▸ SELECTED PASSAGE

- Born: 1869 Charlestown, New Hampshire
- Died: October 13, 1951 (aged 81–82) Berlin, New Hampshire
- Occupation(s): Inventor, Superintendent of Riverside and Cascade Mill
- Spouse: Mary Richardson
- Children: 1 daughter

= William E. Corbin =

William E. Corbin (1869–1951) was the inventor of Nibroc paper towels and was the mayor of the city of Berlin, New Hampshire (1931–1932).

==Early life and career==

Early Nibroc packaging
Official Nibroc packaging

William E. Corbin was born in 1869 in Charlestown, New Hampshire to Samuel and Mary Corbin. As a child, Corbin worked on a farm in Charlestown, New Hampshire. For a short time Corbin worked at the Government Cheney mill in Manchester. He later moved to Berlin, New Hampshire, on May 27, 1892, where he was employed at the Riverside Mill of the Brown Company. In 1894, he became superintendent of this mill. In 1904, the Brown Company built the Cascade Mill on the border of Berlin and Gorham. Corbin became the first superintendent of this new mill. Along with being the superintendent of the Cascade Mill, Corbin became a director in the Berlin National Bank in 1906 and, in 1913, became the president of this bank. In 1931, Corbin became mayor of the city of Berlin, serving until 1932.

▸ DATA EXCERPTS
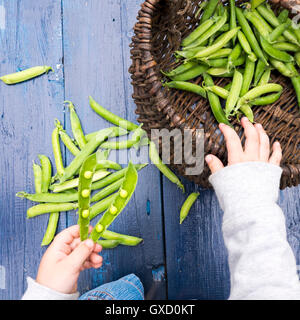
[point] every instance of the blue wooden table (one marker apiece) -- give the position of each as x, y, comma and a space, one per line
87, 44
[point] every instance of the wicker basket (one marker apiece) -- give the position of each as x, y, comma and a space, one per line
161, 26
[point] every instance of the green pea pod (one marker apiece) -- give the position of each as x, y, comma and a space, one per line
248, 76
84, 194
25, 74
234, 93
214, 102
85, 152
119, 203
76, 126
51, 228
46, 172
223, 40
269, 99
123, 238
209, 10
68, 142
49, 208
250, 35
259, 70
282, 68
111, 117
275, 53
185, 209
186, 86
202, 28
219, 23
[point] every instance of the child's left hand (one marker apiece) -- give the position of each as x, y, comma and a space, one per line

▸ EXERCISE SET
**A.** Arrange every line of the records as a Markdown table with the columns Row and Line, numbering the rows and skipping blank lines. Leave the pictures out.
**B.** Pick up the William E. Corbin biography after its last sentence and continue it.
The Corbin biography and the records are unrelated material.

▸ ANSWER SET
**A.**
| Row | Line |
|---|---|
| 1 | [point] every instance of the blue wooden table (one marker apiece) -- give the position of each as x, y, comma and a space, one per line |
| 2 | 87, 44 |
| 3 | [point] every instance of the wicker basket (one marker apiece) -- give the position of each as x, y, comma and a space, one per line |
| 4 | 161, 26 |
| 5 | [point] every instance of the green pea pod (one marker apiece) -- give the position of each as x, y, comma and a space, one per line |
| 6 | 248, 76 |
| 7 | 84, 194 |
| 8 | 25, 74 |
| 9 | 234, 93 |
| 10 | 214, 102 |
| 11 | 85, 152 |
| 12 | 119, 203 |
| 13 | 76, 126 |
| 14 | 51, 228 |
| 15 | 46, 172 |
| 16 | 223, 40 |
| 17 | 269, 99 |
| 18 | 123, 238 |
| 19 | 209, 10 |
| 20 | 68, 142 |
| 21 | 49, 208 |
| 22 | 250, 35 |
| 23 | 259, 70 |
| 24 | 282, 68 |
| 25 | 111, 117 |
| 26 | 275, 53 |
| 27 | 185, 209 |
| 28 | 186, 86 |
| 29 | 202, 28 |
| 30 | 219, 23 |
| 31 | [point] every instance of the child's left hand (one marker apiece) -- give the position of each as x, y, comma and a space, one per line |

**B.**
==Nibroc towels==
In 1919, Mr. Corbin, along with Harold Titus and Henry Chase, the Brown Company's first chemist, started to experiment at the Research and Development building to improve the problems of papermaking, to include the Nibroc Paper Towels. In 1922, Corbin had completed the first paper towels. Before this, there were only cloth towels but no official paper towel. This paper towel was called “Nibroc”, which is Corbin spelled backwards.

==Death and legacy==
On October 13, 1951, "the father of paper towels", William E. Corbin, died at his home. He was buried at Forest Hill Cemetery in the town of his birth. Nibroc paper towels were produced by the Brown Company until the 1970s.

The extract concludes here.